(Stated goal)
Transcribe verbatim the stretch of the records below from the line containing "Where can the front" through the line containing "<point>84,116</point>", including both of those lines.

(Data records)
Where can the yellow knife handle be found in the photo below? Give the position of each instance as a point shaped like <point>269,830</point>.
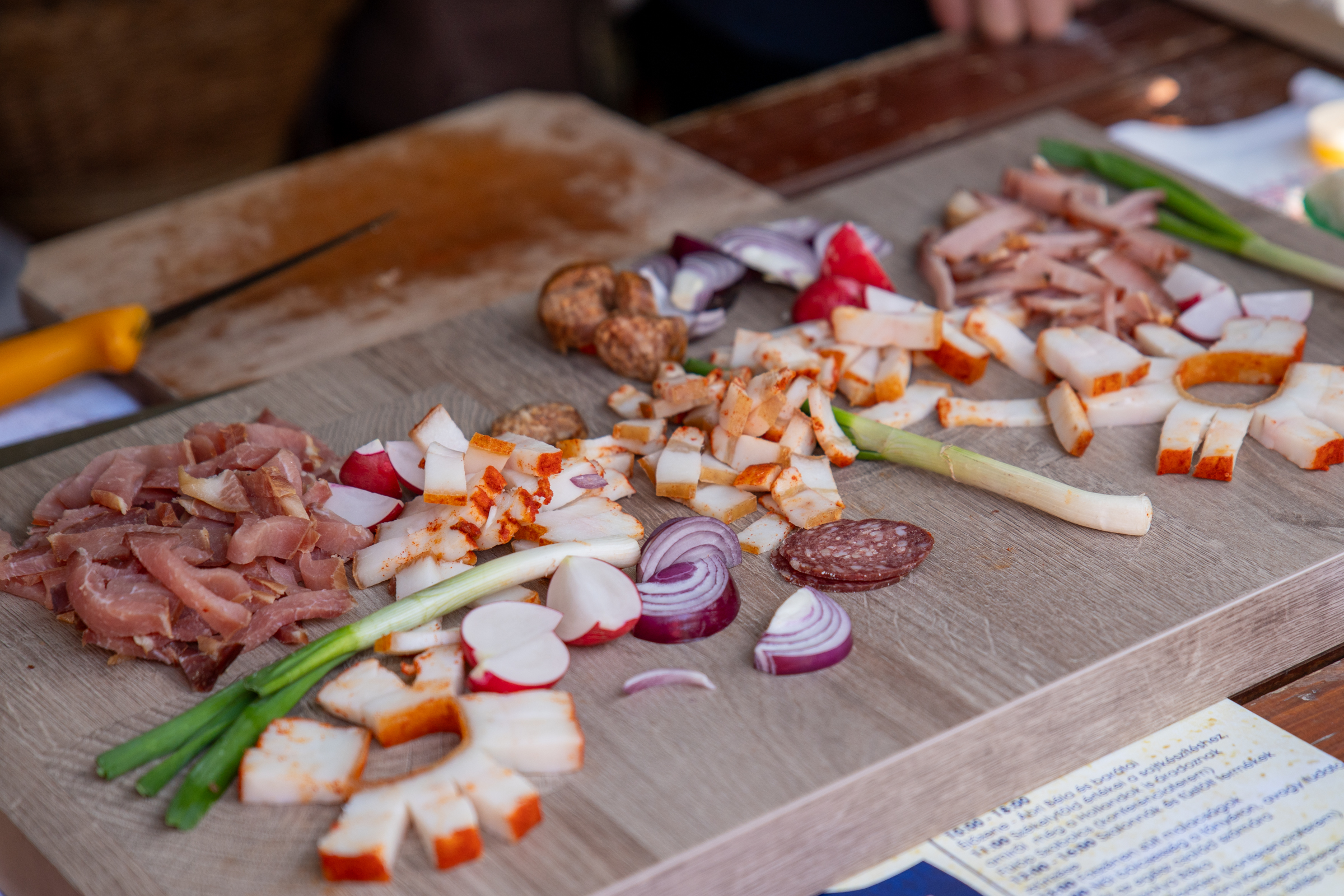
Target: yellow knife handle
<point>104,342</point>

---

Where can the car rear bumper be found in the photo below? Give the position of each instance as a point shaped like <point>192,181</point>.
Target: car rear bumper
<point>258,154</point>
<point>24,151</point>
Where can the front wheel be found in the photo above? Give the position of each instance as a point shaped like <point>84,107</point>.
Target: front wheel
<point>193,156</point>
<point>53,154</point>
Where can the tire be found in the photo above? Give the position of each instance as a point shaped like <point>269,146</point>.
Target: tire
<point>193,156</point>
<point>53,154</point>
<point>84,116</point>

(Solution to the exercise)
Where can the front wheel be found in the photo above? Give the position of each instance as a point shaped like <point>84,107</point>.
Target: front wheel
<point>193,156</point>
<point>53,154</point>
Where can the tire be found in the photo above? Give the position of each instance as a point shaped like <point>269,146</point>.
Target: tire
<point>193,156</point>
<point>53,154</point>
<point>84,116</point>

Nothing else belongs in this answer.